-- BEGIN Data shown --

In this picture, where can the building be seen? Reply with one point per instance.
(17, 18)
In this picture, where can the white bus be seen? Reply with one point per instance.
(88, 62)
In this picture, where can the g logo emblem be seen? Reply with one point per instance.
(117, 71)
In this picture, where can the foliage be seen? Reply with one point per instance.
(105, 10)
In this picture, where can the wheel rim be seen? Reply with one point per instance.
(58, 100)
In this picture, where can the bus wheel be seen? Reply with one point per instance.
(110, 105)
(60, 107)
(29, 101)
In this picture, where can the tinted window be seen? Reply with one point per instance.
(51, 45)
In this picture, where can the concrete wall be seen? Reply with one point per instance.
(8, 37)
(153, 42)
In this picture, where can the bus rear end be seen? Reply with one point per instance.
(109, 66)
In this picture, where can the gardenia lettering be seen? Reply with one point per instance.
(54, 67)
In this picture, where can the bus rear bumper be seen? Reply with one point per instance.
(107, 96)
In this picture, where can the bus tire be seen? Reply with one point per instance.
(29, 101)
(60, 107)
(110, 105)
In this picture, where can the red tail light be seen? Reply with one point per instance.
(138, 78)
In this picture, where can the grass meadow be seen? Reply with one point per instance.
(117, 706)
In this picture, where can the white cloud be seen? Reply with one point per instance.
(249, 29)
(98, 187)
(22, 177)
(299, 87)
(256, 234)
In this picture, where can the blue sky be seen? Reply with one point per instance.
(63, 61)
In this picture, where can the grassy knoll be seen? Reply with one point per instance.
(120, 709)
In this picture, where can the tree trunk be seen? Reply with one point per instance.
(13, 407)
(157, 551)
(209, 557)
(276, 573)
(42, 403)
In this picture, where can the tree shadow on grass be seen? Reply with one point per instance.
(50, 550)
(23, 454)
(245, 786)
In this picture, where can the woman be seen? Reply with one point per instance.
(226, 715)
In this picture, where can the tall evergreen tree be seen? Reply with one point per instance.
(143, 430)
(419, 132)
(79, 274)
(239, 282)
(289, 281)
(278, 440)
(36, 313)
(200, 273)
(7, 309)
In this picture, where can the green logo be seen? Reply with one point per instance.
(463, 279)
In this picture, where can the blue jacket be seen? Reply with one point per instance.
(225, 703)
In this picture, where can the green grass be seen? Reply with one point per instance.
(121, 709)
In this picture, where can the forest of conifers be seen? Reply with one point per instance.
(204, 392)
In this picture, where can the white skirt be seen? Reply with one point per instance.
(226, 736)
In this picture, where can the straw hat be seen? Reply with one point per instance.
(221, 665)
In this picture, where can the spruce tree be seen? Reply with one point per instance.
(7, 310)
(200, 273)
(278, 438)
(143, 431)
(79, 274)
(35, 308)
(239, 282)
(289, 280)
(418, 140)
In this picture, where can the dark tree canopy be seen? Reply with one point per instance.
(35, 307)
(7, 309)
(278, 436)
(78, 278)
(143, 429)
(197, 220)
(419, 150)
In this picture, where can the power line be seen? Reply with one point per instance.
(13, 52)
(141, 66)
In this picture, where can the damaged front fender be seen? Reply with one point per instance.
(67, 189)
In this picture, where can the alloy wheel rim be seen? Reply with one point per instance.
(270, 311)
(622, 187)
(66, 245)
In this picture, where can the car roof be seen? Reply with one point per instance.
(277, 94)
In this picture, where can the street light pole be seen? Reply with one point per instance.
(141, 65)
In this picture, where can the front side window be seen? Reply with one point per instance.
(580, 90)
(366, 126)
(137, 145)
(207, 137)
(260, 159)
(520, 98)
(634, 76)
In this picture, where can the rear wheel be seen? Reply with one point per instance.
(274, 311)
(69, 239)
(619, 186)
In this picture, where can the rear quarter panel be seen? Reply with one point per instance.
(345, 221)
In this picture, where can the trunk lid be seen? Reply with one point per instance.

-- END Data shown --

Exercise directions:
Each record must be returned exactly as it is written.

Exercise output:
In this picture, where can the building be seen? Reply with one point per instance.
(17, 18)
In this picture, where can the white bus be seen? Reply with one point per instance.
(88, 62)
In this picture, where can the g logo emblem be seen? Reply with one point per instance.
(117, 71)
In this picture, where can the foliage be seen? Reply with one point per instance.
(105, 10)
In this picture, where can the wheel rim be seen? Reply with one point per instance.
(58, 100)
In this picture, where can the bus wheel be seen? Reply with one point per instance.
(110, 105)
(60, 107)
(29, 101)
In this picture, where can the tinted window be seen? Reply with one point per instance.
(51, 45)
In this picture, where can the concrete wall be seen? Reply with one point per instance.
(8, 37)
(153, 42)
In this picture, where can the bus rear end be seen? Reply with one point per instance.
(109, 66)
In this picture, where can the gardenia lettering be seen? Reply with one point per instance.
(54, 67)
In this picture, where can the bus rear bumper be seen? Reply with one point per instance.
(107, 96)
In this picture, where can the bus tire be seen? Reply with one point per instance.
(29, 101)
(60, 107)
(110, 105)
In this picture, where can the red tail light be seen? Reply with one point per instance.
(138, 78)
In this picture, where can the grass meadow be seen? Reply with one point per instance.
(117, 706)
In this picture, where can the white cloud be seen? Reply with one point per instance.
(249, 29)
(98, 187)
(22, 177)
(299, 87)
(256, 234)
In this picture, where can the blue sky be seen? Reply with one point per instance.
(63, 61)
In this picture, where can the grassy knoll be seen? Reply with one point per instance.
(120, 709)
In this picture, where can the tree trunk be seen? Reply with one point per instance.
(13, 407)
(157, 551)
(209, 557)
(276, 573)
(42, 403)
In this picture, where can the tree shadow on grass be seen? Reply with one point per instance.
(50, 550)
(23, 454)
(245, 786)
In this picture, where can the woman be seen? Reply with one point per instance.
(226, 715)
In this picture, where can the tall evergreen tree be seen? Reply with one point per instance.
(143, 430)
(419, 132)
(79, 274)
(239, 282)
(289, 281)
(278, 440)
(36, 313)
(200, 273)
(7, 309)
In this picture, where can the green logo be seen? Reply with one point per instance.
(463, 279)
In this picture, where can the blue jacket be seen? Reply with one point per instance.
(225, 703)
In this picture, where can the green grass be seen? Reply with one point per instance.
(121, 709)
In this picture, where can the forest of conifers be seen? Reply with one point per instance.
(204, 392)
In this picture, where can the white skirt be seen? Reply with one point per instance.
(226, 736)
In this picture, where can the straw hat be seen? Reply with one point per instance.
(221, 665)
In this picture, where can the spruce tree be seen? Reply with one point per instance.
(7, 310)
(200, 273)
(278, 438)
(143, 431)
(79, 274)
(35, 308)
(239, 282)
(289, 280)
(418, 140)
In this picture, where can the dark tree canopy be seen? Reply with one point per instance.
(35, 307)
(7, 309)
(278, 436)
(78, 278)
(143, 429)
(197, 220)
(419, 150)
In this picture, where can the power line be seen? Reply with one point per instance.
(13, 52)
(141, 66)
In this picture, where can the damaged front fender be seen? Reply with one point per instance.
(67, 189)
In this picture, where can the alloy wheel rim be seen? Reply with one point per instance.
(270, 311)
(622, 187)
(66, 245)
In this picture, where can the car roof be seen? Reply with one point per instance.
(277, 94)
In this picture, where can the street light pole be seen? Reply with one point per instance.
(141, 65)
In this picture, where can the front side window be seen? Reply with one point per instance.
(580, 90)
(366, 126)
(137, 145)
(207, 137)
(260, 159)
(520, 98)
(634, 76)
In this picture, where can the rear wheel be seen? Reply with one point per instance.
(274, 311)
(69, 239)
(619, 186)
In this picture, where can the rear quarter panel be seen? Reply with one point per instance.
(345, 221)
In this picture, where can the trunk lid be seen? Reply with one point per instance.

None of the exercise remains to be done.